### TASK STATEMENT:
The listing is to be transcribed in full, with its images left out.

### WORKING DATA:
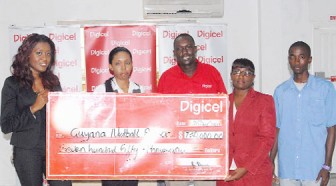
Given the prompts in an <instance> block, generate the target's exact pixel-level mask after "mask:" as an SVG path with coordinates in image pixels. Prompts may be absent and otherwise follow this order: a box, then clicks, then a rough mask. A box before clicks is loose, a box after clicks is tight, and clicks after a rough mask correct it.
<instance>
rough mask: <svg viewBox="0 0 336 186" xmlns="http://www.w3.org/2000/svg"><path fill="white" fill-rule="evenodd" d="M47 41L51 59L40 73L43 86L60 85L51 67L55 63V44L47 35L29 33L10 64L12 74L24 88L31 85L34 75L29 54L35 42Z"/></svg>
mask: <svg viewBox="0 0 336 186" xmlns="http://www.w3.org/2000/svg"><path fill="white" fill-rule="evenodd" d="M41 42H44V43H48V44H49V46H50V49H51V60H50V64H49V66H48V67H47V70H46V71H45V72H42V73H40V77H41V79H42V83H43V86H44V88H46V89H49V90H51V91H52V90H54V88H55V86H60V82H59V80H58V78H57V76H56V75H55V74H54V73H53V71H52V69H53V67H54V65H55V54H56V49H55V44H54V42H53V41H52V40H51V39H50V38H49V37H47V36H45V35H42V34H36V33H34V34H31V35H29V36H27V38H26V39H25V40H24V41H23V42H22V45H21V46H20V47H19V49H18V52H17V54H16V55H15V56H14V58H13V64H12V66H11V72H12V75H13V76H14V77H15V78H16V79H17V80H18V81H19V83H20V85H21V86H22V87H25V88H30V87H32V85H33V83H34V77H33V74H32V71H31V70H30V64H29V56H30V54H31V53H32V51H33V48H34V47H35V46H36V44H37V43H41Z"/></svg>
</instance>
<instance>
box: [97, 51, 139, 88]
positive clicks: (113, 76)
mask: <svg viewBox="0 0 336 186" xmlns="http://www.w3.org/2000/svg"><path fill="white" fill-rule="evenodd" d="M109 69H110V70H111V72H112V73H113V77H111V78H109V79H108V80H106V81H105V83H104V84H101V85H99V86H97V87H96V88H95V90H94V92H117V93H143V92H144V89H143V87H142V86H140V85H138V84H137V83H134V82H132V81H130V77H131V74H132V71H133V62H132V54H131V52H130V51H129V50H128V49H127V48H125V47H116V48H114V49H113V50H111V52H110V54H109Z"/></svg>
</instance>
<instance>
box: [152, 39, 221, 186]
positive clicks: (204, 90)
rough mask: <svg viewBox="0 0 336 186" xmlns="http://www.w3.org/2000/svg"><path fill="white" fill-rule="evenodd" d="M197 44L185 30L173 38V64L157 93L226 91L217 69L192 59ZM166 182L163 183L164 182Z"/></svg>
mask: <svg viewBox="0 0 336 186" xmlns="http://www.w3.org/2000/svg"><path fill="white" fill-rule="evenodd" d="M196 53H197V47H196V46H195V41H194V38H193V37H192V36H191V35H189V34H186V33H183V34H180V35H178V36H177V37H176V38H175V40H174V55H175V57H176V61H177V65H176V66H173V67H171V68H170V69H168V70H166V71H165V72H164V73H163V74H162V76H161V77H160V80H159V85H158V92H159V93H164V94H218V93H224V94H227V91H226V88H225V85H224V82H223V79H222V77H221V75H220V73H219V72H218V70H217V69H216V68H215V67H213V66H211V65H209V64H204V63H201V62H199V61H198V60H197V59H196ZM166 183H167V184H166ZM166 183H165V182H163V181H159V182H158V186H164V185H169V186H186V185H195V186H212V185H216V182H214V181H212V182H210V181H190V182H189V181H166Z"/></svg>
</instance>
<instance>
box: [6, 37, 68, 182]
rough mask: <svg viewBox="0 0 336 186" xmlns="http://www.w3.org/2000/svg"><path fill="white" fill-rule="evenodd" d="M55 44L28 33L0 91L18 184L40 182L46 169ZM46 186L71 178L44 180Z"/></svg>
mask: <svg viewBox="0 0 336 186" xmlns="http://www.w3.org/2000/svg"><path fill="white" fill-rule="evenodd" d="M54 64H55V44H54V43H53V41H52V40H51V39H50V38H48V37H47V36H45V35H39V34H31V35H29V36H28V37H27V38H26V39H25V40H24V41H23V43H22V45H21V46H20V47H19V49H18V53H17V54H16V55H15V56H14V59H13V63H12V66H11V72H12V76H10V77H8V78H7V79H6V80H5V83H4V86H3V88H2V95H1V123H0V125H1V130H2V132H3V133H5V134H7V133H11V132H12V137H11V142H10V143H11V145H13V146H14V153H13V159H14V167H15V170H16V172H17V174H18V177H19V180H20V182H21V185H23V186H41V185H42V183H43V175H45V173H46V103H47V102H48V93H49V92H50V91H51V92H52V91H61V86H60V82H59V80H58V78H57V76H56V75H54V74H53V72H52V67H53V65H54ZM48 183H49V184H50V186H55V185H57V186H59V185H62V186H63V185H65V186H68V185H71V181H59V180H54V181H48Z"/></svg>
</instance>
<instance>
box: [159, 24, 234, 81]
mask: <svg viewBox="0 0 336 186" xmlns="http://www.w3.org/2000/svg"><path fill="white" fill-rule="evenodd" d="M226 27H227V26H226V25H224V24H215V25H214V24H211V25H207V24H202V25H200V24H164V25H157V38H158V53H157V55H158V60H159V62H158V73H159V76H161V74H162V73H163V72H164V71H165V70H167V69H169V68H170V67H172V66H173V65H175V64H176V60H175V58H174V54H173V50H174V47H173V43H174V39H175V38H176V37H177V36H178V35H179V34H181V33H188V34H190V35H191V36H192V37H193V38H194V40H195V44H196V46H197V49H198V51H197V55H196V57H197V59H198V60H199V61H200V62H202V63H207V64H211V65H213V66H214V67H216V68H217V70H218V71H219V72H220V73H221V75H222V78H223V80H224V82H225V85H226V86H228V82H227V81H226V79H227V77H228V76H227V72H228V70H227V66H228V64H227V61H226V60H227V56H226V52H227V46H226V45H227V38H226V35H227V33H226Z"/></svg>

### EXERCISE SOLUTION:
Given the prompts in an <instance> block, generate the target's exact pixel-level mask after "mask:" as an SVG path with coordinates in image pixels. Prompts may be absent and otherwise follow this order: a box, then clicks, then a rough mask. A box before clicks is loose, a box after clicks is tight, and clicks after a rough mask correct it.
<instance>
rough mask: <svg viewBox="0 0 336 186" xmlns="http://www.w3.org/2000/svg"><path fill="white" fill-rule="evenodd" d="M47 41L51 59L40 73L43 86L60 85L51 67L55 63V44L47 35L29 33L10 64L12 74L24 88L31 85L34 75L29 54L35 42Z"/></svg>
mask: <svg viewBox="0 0 336 186" xmlns="http://www.w3.org/2000/svg"><path fill="white" fill-rule="evenodd" d="M41 42H44V43H48V44H49V46H50V49H51V60H50V64H49V66H48V67H47V70H46V71H45V72H42V73H40V77H41V79H42V83H43V86H44V88H46V89H49V90H51V91H52V90H54V88H55V86H60V82H59V80H58V78H57V76H56V75H55V74H54V73H53V71H52V69H53V67H54V65H55V54H56V49H55V44H54V42H53V41H52V40H51V39H50V38H49V37H47V36H45V35H42V34H36V33H34V34H31V35H29V36H27V38H26V39H25V40H24V41H23V42H22V45H21V46H20V47H19V49H18V52H17V54H16V55H15V56H14V58H13V64H12V66H11V72H12V75H13V76H14V77H15V78H16V79H17V80H18V81H19V83H20V85H21V86H22V87H25V88H30V87H32V85H33V83H34V77H33V74H32V71H31V70H30V64H29V56H30V54H31V53H32V51H33V48H34V47H35V46H36V44H37V43H41Z"/></svg>
</instance>
<instance>
box: [97, 51, 139, 88]
positive clicks: (113, 76)
mask: <svg viewBox="0 0 336 186" xmlns="http://www.w3.org/2000/svg"><path fill="white" fill-rule="evenodd" d="M109 69H110V70H111V72H112V73H113V77H111V78H109V79H108V80H106V81H105V83H104V84H101V85H99V86H97V87H96V88H95V90H94V92H117V93H143V92H144V89H143V87H142V86H140V85H138V84H137V83H134V82H132V81H130V77H131V74H132V71H133V62H132V54H131V52H130V51H129V50H128V49H127V48H125V47H116V48H114V49H113V50H111V52H110V54H109Z"/></svg>
</instance>
<instance>
box: [152, 39, 221, 186]
positive clicks: (204, 90)
rough mask: <svg viewBox="0 0 336 186" xmlns="http://www.w3.org/2000/svg"><path fill="white" fill-rule="evenodd" d="M197 44L185 30L173 38V64L157 93L226 91L217 69L192 59ZM166 182L163 183L164 182Z"/></svg>
mask: <svg viewBox="0 0 336 186" xmlns="http://www.w3.org/2000/svg"><path fill="white" fill-rule="evenodd" d="M196 53H197V47H196V46H195V41H194V38H193V37H192V36H191V35H189V34H186V33H183V34H180V35H178V36H177V37H176V38H175V40H174V55H175V57H176V61H177V65H176V66H173V67H171V68H170V69H168V70H166V71H165V72H164V73H163V74H162V76H161V77H160V80H159V85H158V92H159V93H164V94H218V93H224V94H227V91H226V88H225V85H224V82H223V79H222V77H221V75H220V73H219V72H218V70H217V69H216V68H215V67H213V66H211V65H209V64H204V63H201V62H199V61H198V60H197V59H196ZM166 183H167V184H166ZM166 183H165V182H163V181H159V182H158V186H164V185H169V186H186V185H195V186H212V185H216V182H214V181H212V182H210V181H190V182H189V181H166Z"/></svg>
</instance>
<instance>
box: [6, 37, 68, 182]
rough mask: <svg viewBox="0 0 336 186" xmlns="http://www.w3.org/2000/svg"><path fill="white" fill-rule="evenodd" d="M55 44L28 33L0 91L18 184L40 182L46 169ZM46 186L71 178L44 180Z"/></svg>
mask: <svg viewBox="0 0 336 186" xmlns="http://www.w3.org/2000/svg"><path fill="white" fill-rule="evenodd" d="M54 64H55V44H54V43H53V41H52V40H51V39H50V38H48V37H47V36H45V35H39V34H31V35H29V36H28V37H27V38H26V39H25V40H24V41H23V43H22V45H21V46H20V47H19V49H18V53H17V54H16V55H15V56H14V59H13V63H12V66H11V72H12V76H10V77H8V78H7V79H6V80H5V83H4V86H3V88H2V95H1V123H0V125H1V130H2V132H3V133H5V134H7V133H11V132H12V137H11V142H10V143H11V145H13V146H14V153H13V159H14V167H15V170H16V172H17V174H18V177H19V180H20V182H21V185H23V186H41V185H42V183H43V175H45V173H46V103H47V102H48V93H49V92H50V91H51V92H52V91H61V86H60V82H59V80H58V78H57V76H56V75H54V74H53V72H52V67H53V65H54ZM48 183H49V184H50V186H55V185H57V186H59V185H62V186H63V185H65V186H68V185H71V181H59V180H54V181H48Z"/></svg>
</instance>
<instance>
box: [159, 24, 234, 81]
mask: <svg viewBox="0 0 336 186" xmlns="http://www.w3.org/2000/svg"><path fill="white" fill-rule="evenodd" d="M226 27H227V26H226V25H224V24H215V25H214V24H211V25H207V24H202V25H200V24H164V25H157V38H158V53H157V55H158V60H159V62H158V73H159V76H161V74H162V73H163V72H164V71H165V70H167V69H169V68H170V67H172V66H173V65H175V64H176V60H175V58H174V54H173V50H174V47H173V43H174V39H175V38H176V37H177V36H178V35H179V34H181V33H188V34H190V35H191V36H192V37H193V38H194V40H195V44H196V46H197V49H198V51H197V55H196V57H197V59H198V60H199V61H200V62H202V63H207V64H211V65H213V66H214V67H216V68H217V70H218V71H219V72H220V73H221V75H222V78H223V80H224V82H225V85H226V86H228V82H227V81H226V79H227V77H228V76H227V72H228V70H227V66H228V64H227V61H226V60H227V56H226V52H227V46H226V45H227V38H226V35H227V33H226Z"/></svg>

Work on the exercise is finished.